▸ TASK INSTRUCTIONS:
- 1) Answer these from the text about life in the settlements:
(a) How old was the baby killed in the Fogel family massacre?
(b) What could the writer see from the living room window?
(c) What were the writer and family publicly shamed for?
- 2) Write the next part of the text about life in the settlements, picking up after its final sentence.

▸ TEXT SEGMENT:
- - -

I don’t run a political blog, but no, civil casualties during armed conflict are NOT the same as a terrorist who deliberately sets out to kill innocents, and the more helpless and weak they are, the better. During the massacre of the Fogel family in Itamar, the scum of the earth monster who had already murdered the parents and two of the children was about to walk out of the house when the 4-month-old baby, whom he hadn’t noticed before, started crying in her crib. He went back and stabbed her to death.
During our last four years in the settlements we lived in what you’d call the “hardest core” outpost. People there were no fuzzy sunshiny “let’s all get along” types. We were publicly shamed for doing business in the neighboring Arab village. But you can bet your life none of those isolated “fanatics” would have walked into a random Arab home to kill babies.
One thing I have realized most strongly was that the Shomron is an integral, indispensable part of Israel. I used to be able to watch the sunset glimmer on the surface of the Mediterranean Sea from my living room window. That’s how tiny our country is. Look at the map and see what is left once Judea and Samaria area is subtracted – a narrow strip of land along the shore, vulnerable and impossible to defend.
Many people, in Israel as well as around the world, labor under the delusion that if we just retreat to the ’48 borders as defined by the UN, all will be peachy and the Hamas and Hezbollah will drop their guns and rockets and we’ll all sing Kumbaya together around a campfire. Sorry, folks, not gonna happen. Those who hate us and want to kill us in Maale Adumim hate us and want to kill us in Tel Aviv. By the way, don’t you find it funny how Jerusalem, where Jews have lived thousands of years ago and which had never been without a Jewish presence, is so strongly disputed, while Tel Aviv, which is a historically recent creation, is not?
Quoting the Bible as the document that gives us the right to this land might not be accepted by all, but without it, what are we actually doing here?
But I digress.

- - -

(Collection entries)

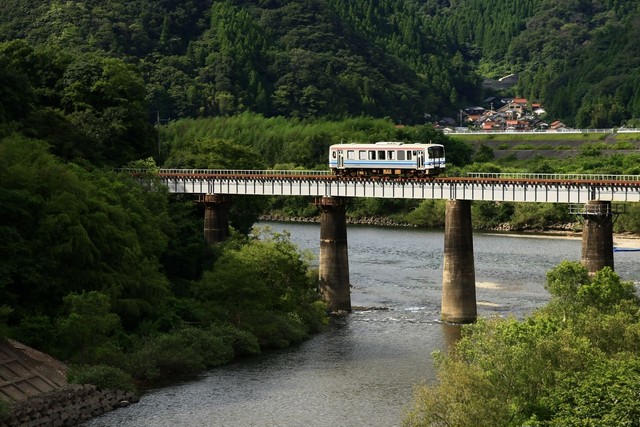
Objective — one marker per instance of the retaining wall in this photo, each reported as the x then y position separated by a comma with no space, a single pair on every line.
69,406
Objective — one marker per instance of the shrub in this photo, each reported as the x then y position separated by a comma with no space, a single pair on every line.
102,376
186,351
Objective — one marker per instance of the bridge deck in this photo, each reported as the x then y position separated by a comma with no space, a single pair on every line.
487,187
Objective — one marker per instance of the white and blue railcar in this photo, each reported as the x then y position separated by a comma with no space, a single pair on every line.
387,159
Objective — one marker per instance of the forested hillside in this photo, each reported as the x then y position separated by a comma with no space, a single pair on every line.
403,59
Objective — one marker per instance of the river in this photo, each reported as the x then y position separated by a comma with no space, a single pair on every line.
361,370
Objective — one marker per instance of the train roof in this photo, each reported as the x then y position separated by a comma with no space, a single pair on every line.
381,144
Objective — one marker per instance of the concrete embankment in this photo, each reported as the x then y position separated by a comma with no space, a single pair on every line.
68,406
35,386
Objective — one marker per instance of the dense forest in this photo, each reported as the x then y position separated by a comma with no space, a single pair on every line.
407,60
117,280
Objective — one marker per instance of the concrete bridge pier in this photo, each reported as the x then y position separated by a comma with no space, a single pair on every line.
216,217
334,259
459,276
597,236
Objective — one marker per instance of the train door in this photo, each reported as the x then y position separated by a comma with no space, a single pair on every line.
340,159
419,159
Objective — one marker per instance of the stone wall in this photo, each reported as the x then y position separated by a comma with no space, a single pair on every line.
69,406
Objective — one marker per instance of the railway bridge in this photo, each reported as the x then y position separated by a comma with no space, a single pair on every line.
594,197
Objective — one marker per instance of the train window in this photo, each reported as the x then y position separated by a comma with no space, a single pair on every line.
436,151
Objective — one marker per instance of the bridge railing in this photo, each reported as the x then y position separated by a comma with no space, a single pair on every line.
554,176
226,172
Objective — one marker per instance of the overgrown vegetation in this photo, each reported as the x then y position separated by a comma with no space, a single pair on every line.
574,362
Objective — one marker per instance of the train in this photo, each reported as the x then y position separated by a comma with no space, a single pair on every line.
384,158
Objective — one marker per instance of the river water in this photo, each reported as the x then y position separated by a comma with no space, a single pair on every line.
361,370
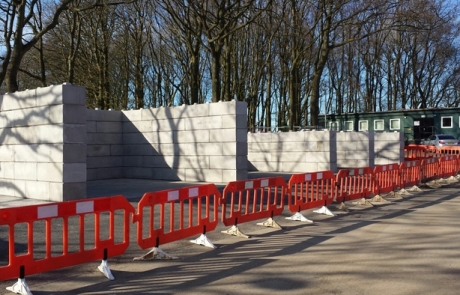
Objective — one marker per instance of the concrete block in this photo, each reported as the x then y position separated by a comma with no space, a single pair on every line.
131,115
104,162
73,94
168,125
91,127
6,171
74,172
262,137
201,123
7,153
97,150
136,126
116,149
234,149
192,136
37,190
61,192
139,150
19,100
74,133
207,175
109,127
103,116
25,171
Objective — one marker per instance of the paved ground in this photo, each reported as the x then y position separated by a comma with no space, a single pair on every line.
408,246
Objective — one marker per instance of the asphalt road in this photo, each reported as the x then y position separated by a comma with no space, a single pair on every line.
406,246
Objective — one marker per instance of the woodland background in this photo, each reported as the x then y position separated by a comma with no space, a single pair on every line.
288,59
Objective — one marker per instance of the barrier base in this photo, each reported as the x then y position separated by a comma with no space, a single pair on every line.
342,207
393,195
414,189
155,253
324,210
378,199
105,269
363,202
270,223
299,217
235,231
204,241
20,287
404,192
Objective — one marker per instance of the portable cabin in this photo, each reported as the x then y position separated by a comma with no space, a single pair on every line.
417,125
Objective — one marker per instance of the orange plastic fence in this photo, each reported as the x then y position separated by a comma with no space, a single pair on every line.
410,173
386,178
354,183
430,169
311,190
196,206
249,200
67,253
448,166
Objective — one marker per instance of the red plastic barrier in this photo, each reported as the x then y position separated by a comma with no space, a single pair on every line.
386,178
74,248
311,190
430,169
448,166
249,200
410,173
196,206
354,183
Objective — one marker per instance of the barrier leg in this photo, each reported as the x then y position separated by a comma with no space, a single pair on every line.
155,253
270,223
299,217
203,240
20,287
234,231
324,210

- - -

▸ ANSWER SET:
- 1)
(a) 4 months old.
(b) The sunset glimmering on the surface of the Mediterranean Sea.
(c) Doing business in the neighboring Arab village.

- 2)
Many settlements are like small towns with no clear political affiliation. People there mostly just go about their business and live like in any other part of the country. Where we lived it was different. The place had all sorts of legal obstacles to its development. There were often problems with electricity and running water. There were no shops, post office, bank, doctors, etc, within walking distance.
This lack of accessibility, even more than the clannish segregated social structure, was what I found most frustrating about my life on that area. Without a car or reliable transportation means, I was utterly dependent on DH for every little thing. If we had run out of milk and he didn’t feel like driving to the grocery store, too bad, we’d just have to do without milk. Every trivial errand turned into a huge logistic challenge.
The decision to leave did not come about in one day. Besides being attached to the area, we couldn’t afford to move anywhere else (forget that we could barely afford to maintain our own house, as it was).
I suppose the overwhelming feeling I had experienced in those days was simply exhaustion. I was tired of never feeling quite safe, of not being able to count on having simple necessities like running water, of everything being such a logistical nightmare, from checking emails to running to the grocery store, of being utterly dependent on my husband for every trivial little thing.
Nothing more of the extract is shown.